DIRECTIONS FOR THIS TASK: Could each record be written out again exactly as it stands?

DATASET:
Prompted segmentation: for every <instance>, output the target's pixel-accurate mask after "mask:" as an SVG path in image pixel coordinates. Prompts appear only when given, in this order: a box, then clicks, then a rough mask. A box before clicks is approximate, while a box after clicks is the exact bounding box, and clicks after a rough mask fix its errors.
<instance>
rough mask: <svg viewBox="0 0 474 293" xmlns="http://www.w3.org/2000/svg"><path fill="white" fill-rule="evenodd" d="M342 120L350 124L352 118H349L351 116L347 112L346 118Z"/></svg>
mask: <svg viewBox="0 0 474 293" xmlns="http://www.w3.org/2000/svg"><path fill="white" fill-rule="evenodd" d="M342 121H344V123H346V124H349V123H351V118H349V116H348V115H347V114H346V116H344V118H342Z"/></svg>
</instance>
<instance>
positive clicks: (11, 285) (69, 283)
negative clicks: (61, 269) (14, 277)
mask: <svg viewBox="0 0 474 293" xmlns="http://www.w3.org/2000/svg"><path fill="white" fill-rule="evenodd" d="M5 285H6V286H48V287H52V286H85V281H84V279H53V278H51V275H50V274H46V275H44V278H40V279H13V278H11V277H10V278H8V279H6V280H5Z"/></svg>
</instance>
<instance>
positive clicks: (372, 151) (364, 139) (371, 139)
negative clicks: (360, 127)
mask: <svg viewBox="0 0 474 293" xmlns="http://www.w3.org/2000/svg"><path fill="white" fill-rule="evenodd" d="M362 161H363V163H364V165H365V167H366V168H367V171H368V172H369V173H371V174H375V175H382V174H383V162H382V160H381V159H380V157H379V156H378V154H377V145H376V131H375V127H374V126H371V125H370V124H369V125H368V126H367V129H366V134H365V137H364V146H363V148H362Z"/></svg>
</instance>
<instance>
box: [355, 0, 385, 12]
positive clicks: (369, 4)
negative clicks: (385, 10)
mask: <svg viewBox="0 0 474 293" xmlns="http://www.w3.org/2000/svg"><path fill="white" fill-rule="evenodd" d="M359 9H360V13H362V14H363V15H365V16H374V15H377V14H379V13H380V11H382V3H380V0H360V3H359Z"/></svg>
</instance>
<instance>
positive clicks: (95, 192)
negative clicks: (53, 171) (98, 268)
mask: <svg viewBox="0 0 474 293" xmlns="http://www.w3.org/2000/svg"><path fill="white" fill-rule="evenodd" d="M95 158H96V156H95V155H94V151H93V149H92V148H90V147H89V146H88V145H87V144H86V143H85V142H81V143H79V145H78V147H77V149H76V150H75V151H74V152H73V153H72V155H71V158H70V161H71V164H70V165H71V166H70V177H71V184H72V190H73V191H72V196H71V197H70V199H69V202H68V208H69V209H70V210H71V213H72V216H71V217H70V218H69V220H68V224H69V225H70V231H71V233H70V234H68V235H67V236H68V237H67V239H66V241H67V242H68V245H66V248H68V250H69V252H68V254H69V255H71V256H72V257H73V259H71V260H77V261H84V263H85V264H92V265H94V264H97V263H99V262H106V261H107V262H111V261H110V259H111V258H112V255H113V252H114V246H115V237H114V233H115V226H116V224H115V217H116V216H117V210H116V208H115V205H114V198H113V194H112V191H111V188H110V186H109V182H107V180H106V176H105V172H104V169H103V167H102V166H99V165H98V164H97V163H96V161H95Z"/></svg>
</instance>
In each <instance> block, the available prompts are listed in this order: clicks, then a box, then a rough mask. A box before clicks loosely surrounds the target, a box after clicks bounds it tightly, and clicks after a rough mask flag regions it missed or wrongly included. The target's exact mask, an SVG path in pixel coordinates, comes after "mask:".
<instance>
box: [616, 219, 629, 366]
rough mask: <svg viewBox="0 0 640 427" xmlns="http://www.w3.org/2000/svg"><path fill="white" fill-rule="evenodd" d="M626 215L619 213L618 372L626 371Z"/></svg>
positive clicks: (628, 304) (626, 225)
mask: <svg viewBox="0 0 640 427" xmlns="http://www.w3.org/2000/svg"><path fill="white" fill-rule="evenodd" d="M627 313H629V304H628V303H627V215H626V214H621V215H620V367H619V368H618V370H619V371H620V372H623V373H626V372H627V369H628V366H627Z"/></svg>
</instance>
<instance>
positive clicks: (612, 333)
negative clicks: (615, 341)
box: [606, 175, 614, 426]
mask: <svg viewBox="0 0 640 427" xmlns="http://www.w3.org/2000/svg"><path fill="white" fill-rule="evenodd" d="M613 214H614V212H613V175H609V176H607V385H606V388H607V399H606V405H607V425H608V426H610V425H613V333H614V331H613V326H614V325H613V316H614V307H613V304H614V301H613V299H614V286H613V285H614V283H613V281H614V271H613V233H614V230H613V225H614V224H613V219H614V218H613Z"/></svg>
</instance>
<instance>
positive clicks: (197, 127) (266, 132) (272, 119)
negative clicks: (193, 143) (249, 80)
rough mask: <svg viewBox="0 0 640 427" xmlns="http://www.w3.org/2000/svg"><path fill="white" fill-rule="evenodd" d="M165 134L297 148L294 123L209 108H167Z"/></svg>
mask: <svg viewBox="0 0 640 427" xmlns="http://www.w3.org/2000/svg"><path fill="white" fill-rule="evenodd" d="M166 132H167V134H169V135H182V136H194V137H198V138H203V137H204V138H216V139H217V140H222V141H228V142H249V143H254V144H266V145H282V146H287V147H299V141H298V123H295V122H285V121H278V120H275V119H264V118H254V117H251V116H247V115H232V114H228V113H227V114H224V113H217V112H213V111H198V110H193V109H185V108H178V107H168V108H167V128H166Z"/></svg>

RESPONSE BELOW:
Prompted segmentation: for every <instance>, output the target's pixel-accurate mask after "mask:" as an SVG path in image pixel coordinates. Prompts appear only when given, in this order: a box, then clicks, then a rough mask. A box before clicks is approximate, while a box after clicks is the exact bounding box, and clicks after a rough mask fix its errors.
<instance>
rough mask: <svg viewBox="0 0 474 293" xmlns="http://www.w3.org/2000/svg"><path fill="white" fill-rule="evenodd" d="M342 120L350 124L352 118H349L351 116L347 112L346 118Z"/></svg>
mask: <svg viewBox="0 0 474 293" xmlns="http://www.w3.org/2000/svg"><path fill="white" fill-rule="evenodd" d="M342 121H344V123H346V124H349V123H351V118H349V116H348V115H347V114H346V116H344V118H342Z"/></svg>
</instance>
<instance>
positive clicks: (11, 285) (69, 283)
negative clicks: (61, 269) (14, 277)
mask: <svg viewBox="0 0 474 293" xmlns="http://www.w3.org/2000/svg"><path fill="white" fill-rule="evenodd" d="M5 285H6V286H48V287H52V286H85V281H84V279H53V278H51V275H50V274H46V275H44V278H40V279H13V278H11V277H10V278H8V279H6V280H5Z"/></svg>
</instance>
<instance>
positive clicks: (372, 151) (364, 139) (371, 139)
negative clicks: (360, 127)
mask: <svg viewBox="0 0 474 293" xmlns="http://www.w3.org/2000/svg"><path fill="white" fill-rule="evenodd" d="M362 161H363V163H364V165H365V167H366V168H367V171H368V172H369V173H371V174H375V175H382V174H383V162H382V160H381V159H380V157H379V156H378V154H377V145H376V131H375V127H374V126H371V125H370V124H369V125H368V126H367V129H366V134H365V137H364V146H363V148H362Z"/></svg>
</instance>
<instance>
box: [355, 0, 385, 12]
positive clicks: (369, 4)
negative clicks: (385, 10)
mask: <svg viewBox="0 0 474 293" xmlns="http://www.w3.org/2000/svg"><path fill="white" fill-rule="evenodd" d="M359 9H360V13H362V14H363V15H365V16H374V15H377V14H379V13H380V11H382V3H380V0H360V3H359Z"/></svg>
</instance>
<instance>
positive clicks: (95, 192)
negative clicks: (53, 171) (98, 268)
mask: <svg viewBox="0 0 474 293" xmlns="http://www.w3.org/2000/svg"><path fill="white" fill-rule="evenodd" d="M95 158H96V156H95V155H94V151H93V149H92V148H90V147H89V146H88V145H87V144H86V143H85V142H81V143H79V145H78V147H77V149H76V150H75V151H74V152H73V153H72V155H71V158H70V161H71V164H70V165H71V166H70V177H71V184H72V190H73V191H72V196H71V197H70V199H69V202H68V208H69V209H70V210H71V213H72V216H71V217H70V218H69V220H68V224H69V225H70V231H71V233H70V234H68V235H67V236H68V237H67V239H66V241H67V242H68V245H66V248H68V250H69V252H68V254H69V255H71V256H72V257H73V259H71V260H77V261H84V263H85V264H92V265H94V264H97V263H99V262H106V261H107V262H111V261H110V259H111V258H112V255H113V252H114V246H115V237H114V233H115V226H116V224H115V217H116V216H117V210H116V208H115V205H114V198H113V194H112V191H111V188H110V186H109V182H107V180H106V176H105V172H104V169H103V167H102V166H99V165H98V164H97V163H96V161H95Z"/></svg>
</instance>
In each <instance> block, the available prompts are listed in this order: clicks, then a box, then a rough mask. A box before clicks loosely surrounds the target, a box after clicks bounds it tightly, and clicks after a rough mask flag regions it missed or wrongly included. The target's exact mask, an SVG path in pixel coordinates, comes after "mask:".
<instance>
box: [616, 219, 629, 366]
rough mask: <svg viewBox="0 0 640 427" xmlns="http://www.w3.org/2000/svg"><path fill="white" fill-rule="evenodd" d="M626 215L619 213L618 372L626 371Z"/></svg>
positive clicks: (628, 304) (626, 225)
mask: <svg viewBox="0 0 640 427" xmlns="http://www.w3.org/2000/svg"><path fill="white" fill-rule="evenodd" d="M627 313H629V304H628V303H627V215H626V214H621V215H620V367H619V368H618V370H619V371H620V372H623V373H626V372H627V369H628V366H627Z"/></svg>
</instance>
<instance>
positive clicks: (612, 333)
negative clicks: (615, 341)
box: [606, 175, 614, 426]
mask: <svg viewBox="0 0 640 427" xmlns="http://www.w3.org/2000/svg"><path fill="white" fill-rule="evenodd" d="M613 214H614V212H613V175H609V176H607V385H606V388H607V399H606V405H607V425H608V426H610V425H613V333H614V331H613V326H614V325H613V316H614V307H613V304H614V301H613V299H614V286H613V285H614V283H613V281H614V271H613V233H614V230H613V225H614V224H613V219H614V218H613Z"/></svg>
</instance>
<instance>
positive clicks: (197, 127) (266, 132) (272, 119)
negative clicks: (193, 143) (249, 80)
rough mask: <svg viewBox="0 0 640 427" xmlns="http://www.w3.org/2000/svg"><path fill="white" fill-rule="evenodd" d="M165 134L297 148L294 123L209 108H167Z"/></svg>
mask: <svg viewBox="0 0 640 427" xmlns="http://www.w3.org/2000/svg"><path fill="white" fill-rule="evenodd" d="M166 132H167V134H169V135H182V136H194V137H198V138H203V137H204V138H216V139H217V140H222V141H228V142H249V143H254V144H266V145H282V146H287V147H299V141H298V123H295V122H285V121H278V120H275V119H264V118H254V117H251V116H247V115H232V114H228V113H227V114H224V113H217V112H213V111H198V110H193V109H185V108H178V107H168V108H167V128H166Z"/></svg>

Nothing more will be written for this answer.